> [What you have to do]
Gather every line of the data below that contains the string "lake", treating uppercase and lowercase as different.

> [Dataset content]
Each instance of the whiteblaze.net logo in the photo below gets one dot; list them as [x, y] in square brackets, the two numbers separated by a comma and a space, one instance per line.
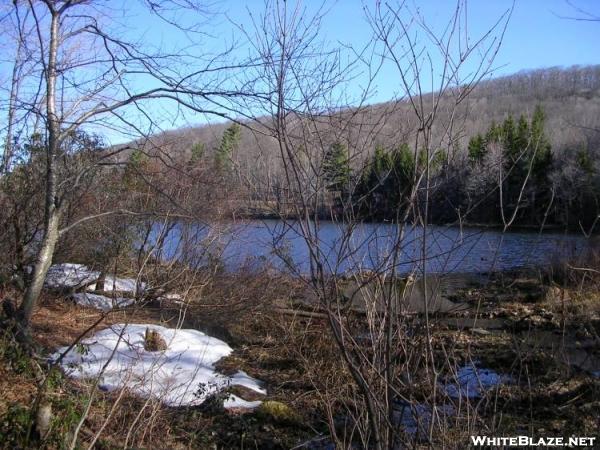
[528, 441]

---

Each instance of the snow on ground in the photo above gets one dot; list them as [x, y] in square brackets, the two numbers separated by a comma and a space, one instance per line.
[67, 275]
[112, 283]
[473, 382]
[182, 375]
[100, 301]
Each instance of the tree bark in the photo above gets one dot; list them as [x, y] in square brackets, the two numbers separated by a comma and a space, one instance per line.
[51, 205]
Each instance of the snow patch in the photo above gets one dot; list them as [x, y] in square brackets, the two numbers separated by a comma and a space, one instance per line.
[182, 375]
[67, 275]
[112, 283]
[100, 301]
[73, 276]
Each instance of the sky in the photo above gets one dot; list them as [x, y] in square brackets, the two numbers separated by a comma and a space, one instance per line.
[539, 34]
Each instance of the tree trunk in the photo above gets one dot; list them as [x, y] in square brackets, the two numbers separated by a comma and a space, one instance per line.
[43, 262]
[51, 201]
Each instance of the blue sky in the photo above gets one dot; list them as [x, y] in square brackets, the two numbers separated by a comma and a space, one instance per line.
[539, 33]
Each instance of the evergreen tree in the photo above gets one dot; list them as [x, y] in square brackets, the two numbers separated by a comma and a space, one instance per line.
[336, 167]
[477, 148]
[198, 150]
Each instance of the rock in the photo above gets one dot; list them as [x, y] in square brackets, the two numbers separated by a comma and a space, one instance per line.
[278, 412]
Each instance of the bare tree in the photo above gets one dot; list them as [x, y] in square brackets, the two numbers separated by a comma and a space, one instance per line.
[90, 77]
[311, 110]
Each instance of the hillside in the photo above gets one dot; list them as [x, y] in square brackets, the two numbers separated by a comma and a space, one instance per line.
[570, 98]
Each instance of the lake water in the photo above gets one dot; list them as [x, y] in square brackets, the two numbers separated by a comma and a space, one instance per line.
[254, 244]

* * *

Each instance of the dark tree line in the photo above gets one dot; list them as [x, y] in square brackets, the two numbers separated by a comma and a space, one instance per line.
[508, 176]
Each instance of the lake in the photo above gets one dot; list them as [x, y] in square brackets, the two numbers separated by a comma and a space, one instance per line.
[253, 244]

> [The reply]
Each instance of the lake water in the photo above gets one dot; list them as [x, y] in square brackets, the two numbers separated by a comma and a space, one instance per line.
Each instance of the lake in the photo above gets one dot; list them as [x, y] in square brackets, the two numbers separated by a comma and a space, one instance per line.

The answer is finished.